### PROVIDED INFORMATION
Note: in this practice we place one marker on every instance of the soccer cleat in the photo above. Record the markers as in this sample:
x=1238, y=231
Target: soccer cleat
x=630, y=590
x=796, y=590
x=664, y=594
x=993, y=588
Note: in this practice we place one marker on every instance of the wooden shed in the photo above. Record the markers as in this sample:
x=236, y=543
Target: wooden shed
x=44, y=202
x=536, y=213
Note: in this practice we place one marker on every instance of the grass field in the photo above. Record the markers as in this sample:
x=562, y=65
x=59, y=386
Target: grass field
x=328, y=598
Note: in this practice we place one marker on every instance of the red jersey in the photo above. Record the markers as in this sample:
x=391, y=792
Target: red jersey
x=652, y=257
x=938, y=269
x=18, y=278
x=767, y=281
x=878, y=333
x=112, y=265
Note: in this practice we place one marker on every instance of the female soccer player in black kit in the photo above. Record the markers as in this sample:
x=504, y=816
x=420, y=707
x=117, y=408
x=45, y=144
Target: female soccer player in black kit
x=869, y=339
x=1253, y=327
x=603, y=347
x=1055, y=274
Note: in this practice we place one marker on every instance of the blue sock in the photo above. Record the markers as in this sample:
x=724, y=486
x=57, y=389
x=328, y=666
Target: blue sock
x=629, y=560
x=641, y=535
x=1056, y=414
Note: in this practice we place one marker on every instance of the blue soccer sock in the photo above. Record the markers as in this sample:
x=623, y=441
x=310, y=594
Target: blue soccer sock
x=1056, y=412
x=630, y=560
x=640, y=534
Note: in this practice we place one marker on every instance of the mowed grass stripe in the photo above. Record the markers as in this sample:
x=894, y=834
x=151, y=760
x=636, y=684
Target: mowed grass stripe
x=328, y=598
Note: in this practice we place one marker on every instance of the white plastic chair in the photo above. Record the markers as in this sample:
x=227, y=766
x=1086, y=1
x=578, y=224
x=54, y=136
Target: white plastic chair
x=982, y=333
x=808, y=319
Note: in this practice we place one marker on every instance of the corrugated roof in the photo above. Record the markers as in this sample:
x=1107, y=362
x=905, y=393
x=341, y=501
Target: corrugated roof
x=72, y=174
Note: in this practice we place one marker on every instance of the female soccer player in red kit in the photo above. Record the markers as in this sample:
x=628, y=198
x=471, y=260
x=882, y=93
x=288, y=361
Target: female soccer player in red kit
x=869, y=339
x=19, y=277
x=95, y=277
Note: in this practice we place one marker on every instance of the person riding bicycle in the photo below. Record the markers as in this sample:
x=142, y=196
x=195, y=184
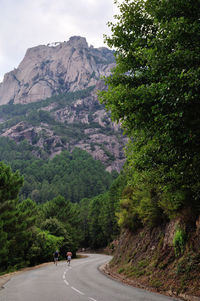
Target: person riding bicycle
x=69, y=257
x=56, y=255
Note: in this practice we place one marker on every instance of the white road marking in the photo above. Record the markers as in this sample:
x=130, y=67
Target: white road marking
x=77, y=290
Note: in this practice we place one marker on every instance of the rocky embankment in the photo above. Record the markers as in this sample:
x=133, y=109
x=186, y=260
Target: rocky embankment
x=147, y=259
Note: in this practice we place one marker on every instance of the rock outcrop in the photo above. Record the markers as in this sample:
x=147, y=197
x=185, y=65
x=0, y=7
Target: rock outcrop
x=52, y=69
x=46, y=75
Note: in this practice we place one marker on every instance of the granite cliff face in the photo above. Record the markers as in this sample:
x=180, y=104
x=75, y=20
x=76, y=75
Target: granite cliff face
x=51, y=101
x=52, y=69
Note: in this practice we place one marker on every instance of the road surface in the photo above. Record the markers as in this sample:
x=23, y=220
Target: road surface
x=82, y=281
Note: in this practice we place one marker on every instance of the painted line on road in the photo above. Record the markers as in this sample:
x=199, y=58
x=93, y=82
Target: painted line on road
x=75, y=289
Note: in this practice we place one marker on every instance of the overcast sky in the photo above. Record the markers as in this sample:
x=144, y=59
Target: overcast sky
x=28, y=23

### YOUR OBJECTIVE
Copy out all of the data above line for line, without the pictures.

### SOLUTION TO THIS PROBLEM
Note: in this practice we place one marker on every instance of the soccer cleat in the photo above. Record the markers as in this sample:
x=1238, y=231
Target: soccer cleat
x=630, y=590
x=796, y=590
x=664, y=594
x=993, y=588
Note: in this practice we place one marker on every instance of the wooden shed in the photo above. Record the markers as in this sample:
x=236, y=543
Target: wooden shed
x=44, y=202
x=536, y=213
Note: in this practice we place one marker on every instance of the grass field in the photo above. Record the markers as in this sample:
x=562, y=65
x=59, y=386
Target: grass field
x=328, y=598
Note: in this practice we place one marker on every instance of the red jersey in the photo above. Record the markers as in this sample:
x=391, y=792
Target: red jersey
x=652, y=257
x=938, y=269
x=18, y=278
x=767, y=281
x=878, y=333
x=112, y=265
Note: in this practice we place one marker on every instance of the female soccer player in black kit in the photo above. Record the markers as in this sample:
x=504, y=816
x=420, y=707
x=117, y=408
x=45, y=144
Target: female soccer player in black kit
x=869, y=339
x=1253, y=327
x=603, y=347
x=1055, y=274
Note: in this practice we place one marker on every instance of the blue sock in the photo above. Record the markers as in this sample:
x=724, y=486
x=57, y=389
x=328, y=666
Target: blue sock
x=629, y=560
x=641, y=535
x=1056, y=414
Note: in this practice we place one marker on every instance of the blue soccer sock in the photo above. Record the markers as in this sample:
x=623, y=441
x=310, y=594
Target: blue soccer sock
x=1056, y=412
x=630, y=560
x=640, y=534
Note: in this practice we place one marker on every instance of the mowed grass stripe in the photo above. Record the markers as in this sample:
x=894, y=834
x=151, y=760
x=636, y=684
Target: mowed grass stripe
x=328, y=598
Note: in this practice we place one marker on every instance of the white plastic chair in the photo above. Record the markers as in this sample:
x=227, y=766
x=1086, y=1
x=578, y=224
x=54, y=136
Target: white plastic chair
x=982, y=333
x=808, y=319
Note: in this practice we place one marker on every instance of the corrugated roof in the photo above. Record the markers as in this sample:
x=1107, y=362
x=905, y=393
x=341, y=501
Target: corrugated roof
x=72, y=174
Note: in this practice we place one marker on every instance of the female soccer player in red kit in the photo above. Record the markers as in this sample:
x=628, y=198
x=471, y=260
x=882, y=93
x=288, y=361
Target: female soccer player in red kit
x=869, y=339
x=19, y=277
x=95, y=277
Note: in this practice we place one marker on every instance of the person riding bicycle in the photo below. Record the markers as in this sample:
x=142, y=196
x=195, y=184
Target: person riding bicycle
x=69, y=257
x=56, y=255
Note: in this practice we place one marker on every instance of the white road marking in the photo above. Record the markers as in this sample:
x=130, y=67
Target: white road marking
x=77, y=290
Note: in this practice we place one marker on every instance of the rocky embankment in the photo above. Record the markers as in this sample:
x=133, y=109
x=186, y=260
Target: rocky embankment
x=147, y=259
Note: in this practice we place one marker on every instance of the rock outcrop in the photo above. Record the markers as in this sample:
x=147, y=197
x=185, y=65
x=0, y=7
Target: rock outcrop
x=52, y=69
x=46, y=75
Note: in this practice we place one marker on every instance of the granite cliff face in the photo above. Record the markers as in this sample:
x=180, y=104
x=75, y=20
x=76, y=75
Target: granite cliff face
x=51, y=101
x=52, y=69
Note: in this practice we place one marker on every instance of the road surface in the photo above. Record the markers as in this sample:
x=23, y=220
Target: road surface
x=82, y=281
Note: in this practice we place one marker on every instance of the painted line on road in the photo above. Record the markers as in this sample:
x=199, y=58
x=93, y=82
Target: painted line on road
x=75, y=289
Note: in this practice we place one marker on every instance of the overcast sky in the photo above. Record the markers as in this sample:
x=144, y=59
Target: overcast sky
x=28, y=23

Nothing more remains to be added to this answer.